Zitierter Text:
....
Was man aber auch in den Blick nehmen sollte, sind einige der jüngsten Regierungsbeschlüsse: Vor wenigen Tagen hat die Koalition ein Maßnahmenpaket ausgearbeitet, dass Familien durch eine Erhöhung von Kindergeld, -freibetrag und -zuschlag entlasten soll. Auch die Wiedereinführung der Parität zwischen Arbeitgeber und Arbeitnehmer bei Krankenkassenbeiträgen wurde vor kurzem beschlossen. Diese und weitere Vorhaben würden die kritisierte Deregulierung ein Stück weit zurücknehmen, sofern sie denn tatsächlich greifen.
Hoher Wirtschaftseinfluss in Politik verstärkt Entwicklung
Wagenknecht sieht die Verfehlungen der beiden Parteien aber als weitaus tiefgreifender: Die Leute hätten begriffen, dass weder die Politiker noch sie als Bürger die Macht im Land haben. So sagten wohl die meisten Befragten in einer aktuellen WDR-Sendung: „Die Macht hat die Wirtschaft, die Macht haben die großen Unternehmen.“ Die Politikerin ist der Meinung, dass das Problem der etablierten Parteien im Zusammenhang mit ihrem neoliberalen Kurs stehe. Ob neoliberal oder nicht, in einem Punkt dürfte sie Recht haben: Die Bürger sind sich des großen Einflusses der Wirtschaft auf die Politik bewusst. Und viele fragen nach seiner Legitimität.
Beispiele gibt es genug: Es ist schwer vermittelbar, warum etwa Autobauer, die ihre Kunden jahrelang kategorisch betrogen haben, In Deutschland bislang mit Software-Updates und öffentlichen Entschuldigungen davonkommen, während sie in den USA Strafzahlungen leisten müssen und von den Verbrauchern verklagt werden. Das Gleiche gilt für kleine und mittelständische Unternehmen, die ihre Steuern zahlen, während sie zugucken, wie Starbucks und Amazon keinen Cent an den deutschen Staat überweisen. Für die Linken-Fraktionsvorsitzende ist ein solches wirtschafts- und sozialpolitische Gebaren insgesamt ein Grund, der viele Benachteiligte in die Arme extremer Parteien treibt. Das Ziel dahinter sei es, die Parteien für ihre Verfehlungen mit einer Protestwahl zu bestrafen. Andere wiederum würden gar nicht mehr wählen. Mehr als 470.000 Wähler hat die SPD an die Rechtspopulisten bei der Bundestagswahl verloren, zu keiner anderen Partei wechselten die Sozialdemokraten öfter. Hat sie also Recht?
....
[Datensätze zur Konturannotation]
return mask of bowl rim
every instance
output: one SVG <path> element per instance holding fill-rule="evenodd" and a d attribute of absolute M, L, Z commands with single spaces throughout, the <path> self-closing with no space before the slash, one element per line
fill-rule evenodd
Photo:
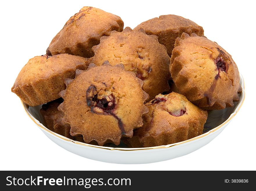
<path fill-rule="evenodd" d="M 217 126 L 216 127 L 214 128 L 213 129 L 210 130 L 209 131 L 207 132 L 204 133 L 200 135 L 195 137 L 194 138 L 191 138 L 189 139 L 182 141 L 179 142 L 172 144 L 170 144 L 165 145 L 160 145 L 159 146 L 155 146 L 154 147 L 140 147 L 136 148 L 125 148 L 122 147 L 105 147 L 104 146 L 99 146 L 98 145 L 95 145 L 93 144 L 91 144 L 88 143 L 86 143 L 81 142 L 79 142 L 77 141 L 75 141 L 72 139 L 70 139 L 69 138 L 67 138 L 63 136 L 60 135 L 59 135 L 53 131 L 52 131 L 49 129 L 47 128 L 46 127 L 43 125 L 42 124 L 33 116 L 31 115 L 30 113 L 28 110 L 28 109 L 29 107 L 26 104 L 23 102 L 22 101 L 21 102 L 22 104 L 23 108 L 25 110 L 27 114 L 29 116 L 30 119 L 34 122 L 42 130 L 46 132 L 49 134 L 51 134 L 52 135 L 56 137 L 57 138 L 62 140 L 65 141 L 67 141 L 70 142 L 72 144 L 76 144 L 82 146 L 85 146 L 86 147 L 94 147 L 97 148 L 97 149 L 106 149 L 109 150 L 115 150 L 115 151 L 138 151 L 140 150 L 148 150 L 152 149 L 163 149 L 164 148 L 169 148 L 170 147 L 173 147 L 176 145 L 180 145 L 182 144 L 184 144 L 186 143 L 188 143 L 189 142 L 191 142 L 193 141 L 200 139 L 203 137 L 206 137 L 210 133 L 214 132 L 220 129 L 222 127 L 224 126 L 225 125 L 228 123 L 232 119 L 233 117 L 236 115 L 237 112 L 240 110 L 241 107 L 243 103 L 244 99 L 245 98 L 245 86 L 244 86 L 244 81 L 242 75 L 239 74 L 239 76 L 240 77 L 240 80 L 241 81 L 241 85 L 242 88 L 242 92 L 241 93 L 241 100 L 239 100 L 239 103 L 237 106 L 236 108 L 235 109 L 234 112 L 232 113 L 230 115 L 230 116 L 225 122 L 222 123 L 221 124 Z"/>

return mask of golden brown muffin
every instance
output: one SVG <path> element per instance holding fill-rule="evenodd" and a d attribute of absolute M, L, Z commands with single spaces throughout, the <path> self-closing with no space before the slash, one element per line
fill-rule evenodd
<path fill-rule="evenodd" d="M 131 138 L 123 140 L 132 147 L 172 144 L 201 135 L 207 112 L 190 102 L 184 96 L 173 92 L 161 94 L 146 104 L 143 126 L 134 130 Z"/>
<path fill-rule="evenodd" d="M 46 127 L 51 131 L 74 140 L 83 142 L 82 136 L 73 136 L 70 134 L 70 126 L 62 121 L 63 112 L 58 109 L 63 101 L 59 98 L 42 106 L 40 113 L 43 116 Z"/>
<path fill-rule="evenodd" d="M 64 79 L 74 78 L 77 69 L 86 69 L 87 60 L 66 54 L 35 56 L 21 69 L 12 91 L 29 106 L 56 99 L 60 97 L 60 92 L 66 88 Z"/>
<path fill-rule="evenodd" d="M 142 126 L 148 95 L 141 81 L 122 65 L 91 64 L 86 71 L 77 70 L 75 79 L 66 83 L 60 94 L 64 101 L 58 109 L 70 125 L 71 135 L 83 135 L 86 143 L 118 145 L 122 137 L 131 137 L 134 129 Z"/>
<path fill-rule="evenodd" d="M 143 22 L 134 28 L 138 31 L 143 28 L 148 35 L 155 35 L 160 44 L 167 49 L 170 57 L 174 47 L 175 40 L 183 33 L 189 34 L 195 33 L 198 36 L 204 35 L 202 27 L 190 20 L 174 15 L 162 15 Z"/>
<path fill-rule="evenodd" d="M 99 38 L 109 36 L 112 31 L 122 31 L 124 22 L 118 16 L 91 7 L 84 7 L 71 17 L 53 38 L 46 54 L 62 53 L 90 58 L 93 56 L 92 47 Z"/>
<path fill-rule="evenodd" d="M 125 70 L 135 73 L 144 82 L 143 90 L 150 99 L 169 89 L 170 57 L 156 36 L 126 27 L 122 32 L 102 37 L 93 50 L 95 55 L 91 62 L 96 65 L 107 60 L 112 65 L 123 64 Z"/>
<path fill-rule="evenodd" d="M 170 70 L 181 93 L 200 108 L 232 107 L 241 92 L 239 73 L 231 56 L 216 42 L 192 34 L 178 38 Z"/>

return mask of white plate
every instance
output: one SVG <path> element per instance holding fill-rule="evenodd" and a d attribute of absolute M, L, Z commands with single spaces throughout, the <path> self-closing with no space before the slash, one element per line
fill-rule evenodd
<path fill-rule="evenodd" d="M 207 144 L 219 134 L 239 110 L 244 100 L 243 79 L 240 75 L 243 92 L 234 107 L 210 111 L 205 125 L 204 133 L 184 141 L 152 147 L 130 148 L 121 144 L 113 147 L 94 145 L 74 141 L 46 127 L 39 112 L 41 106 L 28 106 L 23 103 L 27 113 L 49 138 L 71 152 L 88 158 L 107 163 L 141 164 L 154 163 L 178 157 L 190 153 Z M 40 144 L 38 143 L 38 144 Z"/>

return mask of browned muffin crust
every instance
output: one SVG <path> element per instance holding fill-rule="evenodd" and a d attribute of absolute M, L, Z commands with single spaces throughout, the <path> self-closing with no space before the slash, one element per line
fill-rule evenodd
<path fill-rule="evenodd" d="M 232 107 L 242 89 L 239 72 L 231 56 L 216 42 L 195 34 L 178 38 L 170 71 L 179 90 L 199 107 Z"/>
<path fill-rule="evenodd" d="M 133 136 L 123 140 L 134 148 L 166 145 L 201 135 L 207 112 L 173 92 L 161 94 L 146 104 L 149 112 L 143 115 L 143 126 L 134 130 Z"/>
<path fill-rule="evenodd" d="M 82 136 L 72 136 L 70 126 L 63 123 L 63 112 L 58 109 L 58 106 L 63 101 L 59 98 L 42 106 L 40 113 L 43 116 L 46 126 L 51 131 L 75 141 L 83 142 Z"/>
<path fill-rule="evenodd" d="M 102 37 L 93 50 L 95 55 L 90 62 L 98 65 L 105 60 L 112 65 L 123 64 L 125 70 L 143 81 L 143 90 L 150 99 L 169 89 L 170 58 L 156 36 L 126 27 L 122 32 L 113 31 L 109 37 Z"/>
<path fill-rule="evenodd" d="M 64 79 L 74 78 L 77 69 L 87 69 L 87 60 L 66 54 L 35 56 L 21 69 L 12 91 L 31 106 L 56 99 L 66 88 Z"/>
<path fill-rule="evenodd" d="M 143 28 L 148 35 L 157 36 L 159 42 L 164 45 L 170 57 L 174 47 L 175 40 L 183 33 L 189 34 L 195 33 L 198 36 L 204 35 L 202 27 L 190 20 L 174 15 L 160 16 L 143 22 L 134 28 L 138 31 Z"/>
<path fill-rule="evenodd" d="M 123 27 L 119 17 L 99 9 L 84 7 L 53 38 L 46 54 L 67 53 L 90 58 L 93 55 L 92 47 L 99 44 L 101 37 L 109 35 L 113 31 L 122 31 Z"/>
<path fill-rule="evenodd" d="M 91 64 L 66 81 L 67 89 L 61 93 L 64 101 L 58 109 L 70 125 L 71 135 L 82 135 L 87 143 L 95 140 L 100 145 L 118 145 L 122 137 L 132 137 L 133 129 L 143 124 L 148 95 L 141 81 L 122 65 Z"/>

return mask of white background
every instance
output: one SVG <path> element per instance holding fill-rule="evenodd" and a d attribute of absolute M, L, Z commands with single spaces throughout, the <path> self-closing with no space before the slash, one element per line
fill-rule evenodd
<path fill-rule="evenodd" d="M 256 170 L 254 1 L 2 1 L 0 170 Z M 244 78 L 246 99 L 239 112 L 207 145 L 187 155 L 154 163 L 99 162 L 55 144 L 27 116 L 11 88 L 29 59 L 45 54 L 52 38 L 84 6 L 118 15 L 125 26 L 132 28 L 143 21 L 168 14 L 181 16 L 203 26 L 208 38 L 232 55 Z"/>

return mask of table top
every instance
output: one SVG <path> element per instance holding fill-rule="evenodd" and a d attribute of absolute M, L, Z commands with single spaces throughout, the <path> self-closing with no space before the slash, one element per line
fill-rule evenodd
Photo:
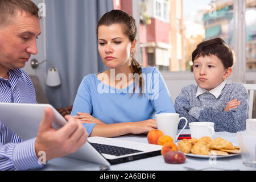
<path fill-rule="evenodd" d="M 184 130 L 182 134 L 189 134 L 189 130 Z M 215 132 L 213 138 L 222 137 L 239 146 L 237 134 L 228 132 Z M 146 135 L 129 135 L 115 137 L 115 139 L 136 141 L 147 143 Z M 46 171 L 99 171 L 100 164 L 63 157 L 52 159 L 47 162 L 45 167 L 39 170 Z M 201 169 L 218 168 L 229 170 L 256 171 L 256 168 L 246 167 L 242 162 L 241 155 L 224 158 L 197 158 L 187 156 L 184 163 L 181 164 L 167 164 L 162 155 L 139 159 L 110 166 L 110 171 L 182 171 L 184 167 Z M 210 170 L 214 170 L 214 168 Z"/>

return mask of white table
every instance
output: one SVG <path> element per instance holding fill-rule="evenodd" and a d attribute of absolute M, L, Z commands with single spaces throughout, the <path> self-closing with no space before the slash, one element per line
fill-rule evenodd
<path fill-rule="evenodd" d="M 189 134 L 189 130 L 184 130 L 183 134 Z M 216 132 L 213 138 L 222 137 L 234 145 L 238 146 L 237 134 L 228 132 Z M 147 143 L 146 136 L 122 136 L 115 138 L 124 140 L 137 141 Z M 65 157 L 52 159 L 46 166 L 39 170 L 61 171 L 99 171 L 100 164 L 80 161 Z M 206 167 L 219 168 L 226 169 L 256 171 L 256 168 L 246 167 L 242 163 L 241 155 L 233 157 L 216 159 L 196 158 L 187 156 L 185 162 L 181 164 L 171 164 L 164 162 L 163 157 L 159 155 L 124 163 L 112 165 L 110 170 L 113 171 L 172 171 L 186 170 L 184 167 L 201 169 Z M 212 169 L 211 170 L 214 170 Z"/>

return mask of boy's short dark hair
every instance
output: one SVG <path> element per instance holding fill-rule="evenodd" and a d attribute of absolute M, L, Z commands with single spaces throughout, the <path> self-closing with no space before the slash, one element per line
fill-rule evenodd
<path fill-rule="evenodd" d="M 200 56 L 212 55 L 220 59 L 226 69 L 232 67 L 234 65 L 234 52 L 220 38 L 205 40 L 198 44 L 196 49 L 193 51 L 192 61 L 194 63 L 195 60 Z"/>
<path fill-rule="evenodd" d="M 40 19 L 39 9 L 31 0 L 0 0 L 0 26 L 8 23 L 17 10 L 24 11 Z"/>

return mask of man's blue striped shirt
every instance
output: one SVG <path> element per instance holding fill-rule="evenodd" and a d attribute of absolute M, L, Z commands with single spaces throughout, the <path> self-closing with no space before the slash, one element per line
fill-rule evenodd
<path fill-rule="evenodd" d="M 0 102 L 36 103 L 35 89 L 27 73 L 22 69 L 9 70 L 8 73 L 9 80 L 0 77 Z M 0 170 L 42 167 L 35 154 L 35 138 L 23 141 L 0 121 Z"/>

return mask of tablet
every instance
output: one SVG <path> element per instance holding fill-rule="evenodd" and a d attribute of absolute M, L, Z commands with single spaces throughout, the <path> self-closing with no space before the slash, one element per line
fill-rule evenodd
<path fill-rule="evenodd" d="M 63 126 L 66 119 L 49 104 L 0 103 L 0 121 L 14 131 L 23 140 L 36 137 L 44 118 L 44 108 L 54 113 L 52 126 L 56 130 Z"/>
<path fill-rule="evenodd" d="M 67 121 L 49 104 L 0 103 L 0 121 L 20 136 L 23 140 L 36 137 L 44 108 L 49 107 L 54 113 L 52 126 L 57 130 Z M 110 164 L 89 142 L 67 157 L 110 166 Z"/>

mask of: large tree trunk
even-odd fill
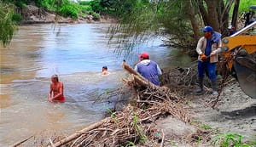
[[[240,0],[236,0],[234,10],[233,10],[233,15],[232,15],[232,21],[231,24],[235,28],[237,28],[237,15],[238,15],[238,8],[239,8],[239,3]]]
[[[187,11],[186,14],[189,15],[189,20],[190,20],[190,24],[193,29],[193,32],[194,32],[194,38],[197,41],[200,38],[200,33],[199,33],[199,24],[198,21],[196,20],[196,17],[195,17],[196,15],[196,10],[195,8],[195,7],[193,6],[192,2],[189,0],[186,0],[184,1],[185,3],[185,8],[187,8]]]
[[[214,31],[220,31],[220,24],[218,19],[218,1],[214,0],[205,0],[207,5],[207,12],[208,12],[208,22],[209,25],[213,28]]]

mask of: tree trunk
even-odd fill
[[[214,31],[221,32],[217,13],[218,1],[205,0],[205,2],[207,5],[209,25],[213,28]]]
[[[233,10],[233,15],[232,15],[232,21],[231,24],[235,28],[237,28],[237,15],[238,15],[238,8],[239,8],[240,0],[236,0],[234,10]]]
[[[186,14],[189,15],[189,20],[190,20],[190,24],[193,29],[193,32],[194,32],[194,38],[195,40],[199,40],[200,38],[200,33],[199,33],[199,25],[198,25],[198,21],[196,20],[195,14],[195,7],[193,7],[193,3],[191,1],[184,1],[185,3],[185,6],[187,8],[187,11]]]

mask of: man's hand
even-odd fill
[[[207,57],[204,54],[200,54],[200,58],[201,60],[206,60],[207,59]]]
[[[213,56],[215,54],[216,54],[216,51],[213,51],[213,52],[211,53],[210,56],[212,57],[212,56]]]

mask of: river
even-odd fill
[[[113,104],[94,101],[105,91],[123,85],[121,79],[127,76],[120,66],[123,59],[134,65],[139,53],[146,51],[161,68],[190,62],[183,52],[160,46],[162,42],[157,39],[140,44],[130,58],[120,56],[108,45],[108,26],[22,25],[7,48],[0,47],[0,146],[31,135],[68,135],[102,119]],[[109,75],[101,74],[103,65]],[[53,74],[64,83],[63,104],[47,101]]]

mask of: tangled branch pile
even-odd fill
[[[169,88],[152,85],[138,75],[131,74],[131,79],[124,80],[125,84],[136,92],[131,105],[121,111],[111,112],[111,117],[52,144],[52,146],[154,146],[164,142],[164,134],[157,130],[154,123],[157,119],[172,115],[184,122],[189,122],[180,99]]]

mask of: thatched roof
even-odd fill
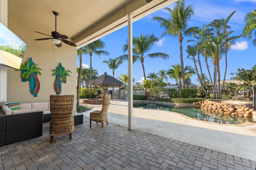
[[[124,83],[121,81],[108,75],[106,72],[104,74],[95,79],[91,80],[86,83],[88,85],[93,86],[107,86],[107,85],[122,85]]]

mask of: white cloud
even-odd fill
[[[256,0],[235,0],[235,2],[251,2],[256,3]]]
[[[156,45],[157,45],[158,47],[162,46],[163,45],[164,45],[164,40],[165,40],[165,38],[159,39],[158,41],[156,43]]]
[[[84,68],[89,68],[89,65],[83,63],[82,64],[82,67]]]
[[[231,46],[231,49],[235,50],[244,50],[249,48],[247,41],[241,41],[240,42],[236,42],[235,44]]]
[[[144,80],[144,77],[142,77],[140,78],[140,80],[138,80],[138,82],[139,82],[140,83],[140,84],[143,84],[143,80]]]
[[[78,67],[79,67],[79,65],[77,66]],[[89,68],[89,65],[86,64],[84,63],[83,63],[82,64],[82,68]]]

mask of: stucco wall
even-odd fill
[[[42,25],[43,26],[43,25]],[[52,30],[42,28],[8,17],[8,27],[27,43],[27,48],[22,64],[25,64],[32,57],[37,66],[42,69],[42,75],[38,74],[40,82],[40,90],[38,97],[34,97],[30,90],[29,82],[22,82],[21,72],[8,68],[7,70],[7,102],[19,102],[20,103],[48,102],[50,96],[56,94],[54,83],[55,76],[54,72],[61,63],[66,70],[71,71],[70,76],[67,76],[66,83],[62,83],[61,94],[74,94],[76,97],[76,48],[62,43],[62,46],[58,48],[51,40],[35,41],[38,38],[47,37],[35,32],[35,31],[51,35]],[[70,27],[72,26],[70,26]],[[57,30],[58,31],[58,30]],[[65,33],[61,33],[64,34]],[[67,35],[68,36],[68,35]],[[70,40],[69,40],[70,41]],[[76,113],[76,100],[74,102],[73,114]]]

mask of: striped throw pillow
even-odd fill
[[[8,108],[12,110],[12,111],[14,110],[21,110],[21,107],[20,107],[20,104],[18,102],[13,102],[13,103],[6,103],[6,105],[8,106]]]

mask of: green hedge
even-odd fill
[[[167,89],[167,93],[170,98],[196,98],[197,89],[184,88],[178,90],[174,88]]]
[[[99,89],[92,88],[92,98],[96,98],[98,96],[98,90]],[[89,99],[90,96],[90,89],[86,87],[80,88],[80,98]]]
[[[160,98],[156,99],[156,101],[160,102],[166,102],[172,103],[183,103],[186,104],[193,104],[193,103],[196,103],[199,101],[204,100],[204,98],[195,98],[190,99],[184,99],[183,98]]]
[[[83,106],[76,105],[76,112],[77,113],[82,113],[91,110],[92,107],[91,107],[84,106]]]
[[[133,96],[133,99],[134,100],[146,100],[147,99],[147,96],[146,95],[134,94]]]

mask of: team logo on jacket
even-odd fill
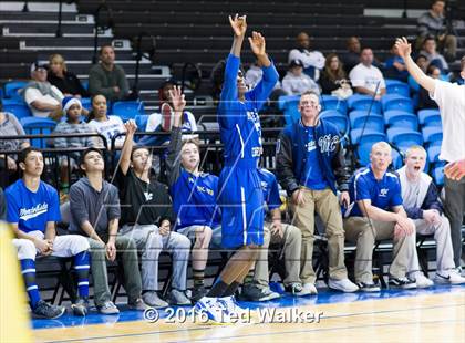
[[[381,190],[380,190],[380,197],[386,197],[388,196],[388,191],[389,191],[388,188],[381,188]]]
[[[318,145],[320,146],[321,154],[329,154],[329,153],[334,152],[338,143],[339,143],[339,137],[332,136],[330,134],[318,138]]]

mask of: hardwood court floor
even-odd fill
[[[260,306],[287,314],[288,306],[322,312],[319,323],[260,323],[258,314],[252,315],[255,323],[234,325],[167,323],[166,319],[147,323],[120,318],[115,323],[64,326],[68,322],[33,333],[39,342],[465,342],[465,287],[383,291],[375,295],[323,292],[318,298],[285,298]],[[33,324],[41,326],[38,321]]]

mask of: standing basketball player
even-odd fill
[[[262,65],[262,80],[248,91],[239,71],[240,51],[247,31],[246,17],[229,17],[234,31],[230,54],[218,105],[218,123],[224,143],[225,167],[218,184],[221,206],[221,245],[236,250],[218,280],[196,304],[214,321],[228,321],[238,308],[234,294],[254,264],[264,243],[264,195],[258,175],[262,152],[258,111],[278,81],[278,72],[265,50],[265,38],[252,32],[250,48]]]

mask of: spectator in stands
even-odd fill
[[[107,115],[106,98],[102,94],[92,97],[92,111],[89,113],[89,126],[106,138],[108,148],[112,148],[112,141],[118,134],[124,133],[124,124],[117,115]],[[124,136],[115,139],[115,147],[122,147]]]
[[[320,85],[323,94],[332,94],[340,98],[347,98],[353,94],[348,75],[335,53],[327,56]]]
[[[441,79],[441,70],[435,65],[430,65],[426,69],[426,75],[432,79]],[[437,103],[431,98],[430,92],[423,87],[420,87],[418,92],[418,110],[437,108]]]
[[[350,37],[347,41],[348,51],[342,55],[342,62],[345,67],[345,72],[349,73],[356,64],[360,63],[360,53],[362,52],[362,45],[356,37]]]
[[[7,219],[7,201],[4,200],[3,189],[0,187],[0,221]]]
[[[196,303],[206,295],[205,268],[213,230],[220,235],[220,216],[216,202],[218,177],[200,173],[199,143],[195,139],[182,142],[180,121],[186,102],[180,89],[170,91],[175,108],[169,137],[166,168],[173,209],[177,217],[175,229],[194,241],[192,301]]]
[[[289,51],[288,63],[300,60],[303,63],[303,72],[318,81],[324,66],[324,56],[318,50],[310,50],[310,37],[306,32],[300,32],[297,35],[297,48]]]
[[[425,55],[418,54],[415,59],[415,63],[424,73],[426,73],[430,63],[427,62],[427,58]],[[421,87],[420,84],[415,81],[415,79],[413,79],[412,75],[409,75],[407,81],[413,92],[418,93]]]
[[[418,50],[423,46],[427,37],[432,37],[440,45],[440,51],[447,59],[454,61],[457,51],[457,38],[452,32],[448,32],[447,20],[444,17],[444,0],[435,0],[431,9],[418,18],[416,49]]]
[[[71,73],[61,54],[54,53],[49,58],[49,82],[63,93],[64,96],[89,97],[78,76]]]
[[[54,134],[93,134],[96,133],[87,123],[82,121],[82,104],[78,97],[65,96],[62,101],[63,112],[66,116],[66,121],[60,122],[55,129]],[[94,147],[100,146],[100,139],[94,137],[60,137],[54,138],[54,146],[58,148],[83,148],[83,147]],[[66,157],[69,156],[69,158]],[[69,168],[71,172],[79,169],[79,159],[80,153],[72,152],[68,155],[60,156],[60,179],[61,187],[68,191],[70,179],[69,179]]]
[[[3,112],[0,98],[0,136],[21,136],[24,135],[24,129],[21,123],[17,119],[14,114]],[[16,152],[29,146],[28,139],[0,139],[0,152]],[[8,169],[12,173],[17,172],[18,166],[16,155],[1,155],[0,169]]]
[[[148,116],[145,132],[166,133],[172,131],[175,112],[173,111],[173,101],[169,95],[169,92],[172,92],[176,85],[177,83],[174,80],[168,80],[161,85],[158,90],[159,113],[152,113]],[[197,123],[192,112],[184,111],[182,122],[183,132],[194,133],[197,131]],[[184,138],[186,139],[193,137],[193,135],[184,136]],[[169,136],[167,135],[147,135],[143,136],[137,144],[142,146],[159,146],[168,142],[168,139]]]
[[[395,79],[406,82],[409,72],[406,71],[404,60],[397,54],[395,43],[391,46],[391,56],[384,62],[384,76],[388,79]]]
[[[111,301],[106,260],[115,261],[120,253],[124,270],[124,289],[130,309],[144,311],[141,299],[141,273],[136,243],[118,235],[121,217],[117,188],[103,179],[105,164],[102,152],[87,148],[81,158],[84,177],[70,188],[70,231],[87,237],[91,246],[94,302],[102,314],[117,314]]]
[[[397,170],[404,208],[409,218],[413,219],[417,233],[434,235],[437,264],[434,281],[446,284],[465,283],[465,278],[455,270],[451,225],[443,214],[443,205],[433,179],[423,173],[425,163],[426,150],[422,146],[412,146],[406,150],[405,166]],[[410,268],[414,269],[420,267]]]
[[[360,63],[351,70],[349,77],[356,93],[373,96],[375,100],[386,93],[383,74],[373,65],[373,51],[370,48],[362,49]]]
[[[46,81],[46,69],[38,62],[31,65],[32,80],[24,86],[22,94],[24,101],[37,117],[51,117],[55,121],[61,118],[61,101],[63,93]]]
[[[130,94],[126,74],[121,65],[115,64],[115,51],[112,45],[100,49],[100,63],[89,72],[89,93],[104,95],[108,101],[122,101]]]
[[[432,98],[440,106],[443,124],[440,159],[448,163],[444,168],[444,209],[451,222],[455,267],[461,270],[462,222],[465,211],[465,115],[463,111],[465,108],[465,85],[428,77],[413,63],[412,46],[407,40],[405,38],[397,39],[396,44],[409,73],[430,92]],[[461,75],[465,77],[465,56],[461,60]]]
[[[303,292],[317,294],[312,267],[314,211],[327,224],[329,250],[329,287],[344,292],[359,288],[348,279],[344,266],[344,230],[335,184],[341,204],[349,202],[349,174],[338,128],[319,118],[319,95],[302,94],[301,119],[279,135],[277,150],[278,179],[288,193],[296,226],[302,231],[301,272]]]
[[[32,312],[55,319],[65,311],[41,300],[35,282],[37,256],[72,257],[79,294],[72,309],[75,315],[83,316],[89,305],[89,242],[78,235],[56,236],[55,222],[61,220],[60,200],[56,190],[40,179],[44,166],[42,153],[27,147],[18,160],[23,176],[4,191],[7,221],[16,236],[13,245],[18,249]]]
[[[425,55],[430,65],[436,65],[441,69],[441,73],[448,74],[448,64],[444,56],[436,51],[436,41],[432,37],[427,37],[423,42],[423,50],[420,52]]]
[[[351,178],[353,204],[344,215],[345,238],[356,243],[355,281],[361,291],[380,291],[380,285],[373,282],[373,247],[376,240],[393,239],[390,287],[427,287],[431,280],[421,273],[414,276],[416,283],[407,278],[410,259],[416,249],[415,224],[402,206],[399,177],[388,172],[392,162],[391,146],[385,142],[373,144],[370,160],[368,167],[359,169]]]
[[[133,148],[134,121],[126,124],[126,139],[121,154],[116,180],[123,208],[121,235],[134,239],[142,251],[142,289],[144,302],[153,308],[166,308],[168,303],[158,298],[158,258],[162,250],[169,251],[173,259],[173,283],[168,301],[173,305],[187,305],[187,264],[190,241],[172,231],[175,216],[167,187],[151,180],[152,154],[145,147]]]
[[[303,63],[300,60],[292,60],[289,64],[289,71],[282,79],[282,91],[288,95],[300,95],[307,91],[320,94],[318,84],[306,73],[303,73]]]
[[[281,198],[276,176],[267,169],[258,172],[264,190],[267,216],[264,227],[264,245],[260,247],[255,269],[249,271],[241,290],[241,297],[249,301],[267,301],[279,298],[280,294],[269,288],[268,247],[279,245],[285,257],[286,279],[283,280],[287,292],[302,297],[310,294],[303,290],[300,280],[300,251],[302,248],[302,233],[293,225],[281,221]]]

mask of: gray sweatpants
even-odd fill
....
Aufgaben:
1. Wie viele Wähler hat die SPD laut dem zitierten Text bei der Bundestagswahl an die Rechtspopulisten verloren?
2. Stimmen die folgenden Aussagen mit dem zitierten Text überein? Antworten Sie jeweils mit Ja oder Nein und zitieren Sie die entscheidenden Worte.
(a) Die Koalition will Familien unter anderem durch eine Erhöhung des Kindergelds entlasten.
(b) Autobauer, die ihre Kunden betrogen haben, müssen in Deutschland Strafzahlungen leisten.
(c) Wagenknecht bringt das Problem der etablierten Parteien mit ihrem neoliberalen Kurs in Verbindung.
3. Schreiben Sie aus dem zitierten Text den Abschnitt von „Hoher Wirtschaftseinfluss in“ bis einschließlich „nach seiner Legitimität.“ ab.
Die Daten spielen dabei keine Rolle.

Antworten:
1. Mehr als 470.000 Wähler.

2.
(a) Ja: „ein Maßnahmenpaket ausgearbeitet, dass Familien durch eine Erhöhung von Kindergeld, -freibetrag und -zuschlag entlasten soll“
(b) Nein: „In Deutschland bislang mit Software-Updates und öffentlichen Entschuldigungen davonkommen, während sie in den USA Strafzahlungen leisten müssen“
(c) Ja: „dass das Problem der etablierten Parteien im Zusammenhang mit ihrem neoliberalen Kurs stehe“

3.
Hoher Wirtschaftseinfluss in Politik verstärkt Entwicklung
Wagenknecht sieht die Verfehlungen der beiden Parteien aber als weitaus tiefgreifender: Die Leute hätten begriffen, dass weder die Politiker noch sie als Bürger die Macht im Land haben. So sagten wohl die meisten Befragten in einer aktuellen WDR-Sendung: „Die Macht hat die Wirtschaft, die Macht haben die großen Unternehmen.“ Die Politikerin ist der Meinung, dass das Problem der etablierten Parteien im Zusammenhang mit ihrem neoliberalen Kurs stehe. Ob neoliberal oder nicht, in einem Punkt dürfte sie Recht haben: Die Bürger sind sich des großen Einflusses der Wirtschaft auf die Politik bewusst. Und viele fragen nach seiner Legitimität.